■ Stated problem:
Will you give every entry again exactly as it stands?

[Entries from a point annotation set]
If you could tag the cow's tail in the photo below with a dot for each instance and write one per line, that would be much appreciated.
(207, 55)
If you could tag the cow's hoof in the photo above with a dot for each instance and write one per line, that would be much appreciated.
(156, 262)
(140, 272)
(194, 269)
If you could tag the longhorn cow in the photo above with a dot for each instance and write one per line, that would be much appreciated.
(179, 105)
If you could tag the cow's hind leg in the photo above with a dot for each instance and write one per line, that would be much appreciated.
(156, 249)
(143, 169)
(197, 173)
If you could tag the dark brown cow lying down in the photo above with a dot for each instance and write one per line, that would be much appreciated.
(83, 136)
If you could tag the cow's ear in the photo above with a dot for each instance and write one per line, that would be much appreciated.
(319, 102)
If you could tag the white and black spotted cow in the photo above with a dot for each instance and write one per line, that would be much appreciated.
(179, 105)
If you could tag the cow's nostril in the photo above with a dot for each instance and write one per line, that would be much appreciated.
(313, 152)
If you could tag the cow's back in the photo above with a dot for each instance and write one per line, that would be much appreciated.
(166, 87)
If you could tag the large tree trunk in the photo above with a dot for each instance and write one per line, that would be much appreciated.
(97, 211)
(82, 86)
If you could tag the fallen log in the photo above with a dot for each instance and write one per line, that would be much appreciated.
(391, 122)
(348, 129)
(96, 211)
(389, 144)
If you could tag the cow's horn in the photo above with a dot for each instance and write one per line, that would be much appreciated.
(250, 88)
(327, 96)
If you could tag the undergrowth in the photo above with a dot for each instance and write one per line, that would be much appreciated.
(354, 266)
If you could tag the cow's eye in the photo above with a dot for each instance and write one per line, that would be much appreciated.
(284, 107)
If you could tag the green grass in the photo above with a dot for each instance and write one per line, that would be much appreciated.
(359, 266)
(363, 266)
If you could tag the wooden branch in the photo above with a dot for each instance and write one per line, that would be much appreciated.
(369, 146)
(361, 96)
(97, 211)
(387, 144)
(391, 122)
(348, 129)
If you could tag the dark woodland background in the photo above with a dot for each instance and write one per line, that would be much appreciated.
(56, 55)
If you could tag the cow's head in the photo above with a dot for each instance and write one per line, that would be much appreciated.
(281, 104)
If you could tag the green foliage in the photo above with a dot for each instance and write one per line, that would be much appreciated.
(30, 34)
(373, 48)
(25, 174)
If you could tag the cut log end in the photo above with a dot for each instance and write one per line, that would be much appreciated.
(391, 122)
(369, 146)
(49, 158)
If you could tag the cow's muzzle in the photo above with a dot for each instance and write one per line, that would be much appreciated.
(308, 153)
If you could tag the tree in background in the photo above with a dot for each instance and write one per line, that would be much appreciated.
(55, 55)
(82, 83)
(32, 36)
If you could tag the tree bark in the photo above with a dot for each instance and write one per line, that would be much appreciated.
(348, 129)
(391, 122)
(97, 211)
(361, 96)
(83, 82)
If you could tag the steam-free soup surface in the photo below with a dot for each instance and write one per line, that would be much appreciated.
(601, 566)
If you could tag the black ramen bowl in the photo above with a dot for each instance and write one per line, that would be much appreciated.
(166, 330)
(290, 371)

■ Solution below:
If you could tag the cow's tail in the photo below with a dot for each instance and write one per line, that would be much appreciated.
(207, 55)
If you could tag the cow's hoof in the photo above with a dot for each instance and write one per line, that would be much appreciated.
(156, 262)
(140, 272)
(194, 269)
If you could tag the longhorn cow in the photo above with a dot for each instance and write one per line, that would be much appreciated.
(179, 105)
If you could tag the cow's hind leg in the photo above with a dot for each instance and write one per line, that would be much appreciated.
(156, 249)
(143, 169)
(197, 173)
If you could tag the dark brown cow lying down in the photo above with a dot for each instance and write one per line, that would be much appreciated.
(83, 136)
If you could tag the cow's ear in the photo above with a dot for each instance and write one per line, that would be much appreciated.
(319, 102)
If you could tag the white and black spotted cow in the photo above with a dot for each instance and write one per line, that would be much appreciated.
(179, 105)
If you could tag the cow's nostril in the photo above with a dot for each instance and write one per line, that would be much appreciated.
(313, 152)
If you could tag the cow's back in the photo above with a dot for each instance and write one per line, that would be much appreciated.
(166, 87)
If you could tag the large tree trunk in the photo above with a dot for each instance and write one per line, that would be much appreciated.
(97, 211)
(82, 86)
If you could tag the fallen log in the photo above with a dot for each instance and write one per line, that would be much appreciated.
(391, 122)
(348, 129)
(96, 211)
(389, 144)
If you could tag the cow's horn in the photo above with a dot for each instance and write one per line, that would be much appreciated.
(250, 88)
(327, 96)
If you could tag the undergrowth in the photo above with a dot for each instance and write one per line, that would be much appreciated.
(354, 266)
If you could tag the cow's eye in the photo above with a dot for each instance and write one per line, that would be much appreciated.
(284, 107)
If you could tag the green grass in the photo above with a dot for each instance and write one per line, that would be much appreciated.
(359, 266)
(363, 266)
If you could tag the wooden branch in the photo above with a dot for each instance and write one per line, that would be much appreciated.
(369, 146)
(361, 96)
(97, 211)
(387, 144)
(391, 122)
(348, 129)
If you could tag the dark woodland background in the photo above with a dot for each instance and write one per line, that would be much appreciated.
(56, 55)
If you could tag the cow's head in the photo above with a dot for each instance and write one per line, that would be much appreciated.
(281, 104)
If you could tag the green foliage in the photo above with a dot for each instance and write one per line, that would be much appreciated.
(30, 34)
(373, 48)
(25, 174)
If you could tag the cut log end in the photo above with a dot for each instance and write one per line, that would be much appreciated.
(391, 122)
(369, 146)
(49, 158)
If you could tag the cow's muzzle in the photo above with a dot for each instance and write one per line, that would be much appreciated.
(308, 153)
If you could tag the tree in background in the photo above with a dot for each instance and write one per line, that would be much appreciated.
(55, 55)
(82, 83)
(32, 36)
If you could tag the tree bark in the photo above with a dot for each instance and write one per line, that would be much appreciated.
(348, 129)
(391, 122)
(97, 211)
(361, 96)
(83, 82)
If you could tag the steam-free soup surface in the photo below with a dot for each instance and write one per line, that would be much appreciated.
(601, 566)
If you could tag the black ramen bowl in the photo above with a dot for each instance and write one per line, that would be much appreciated.
(166, 330)
(290, 371)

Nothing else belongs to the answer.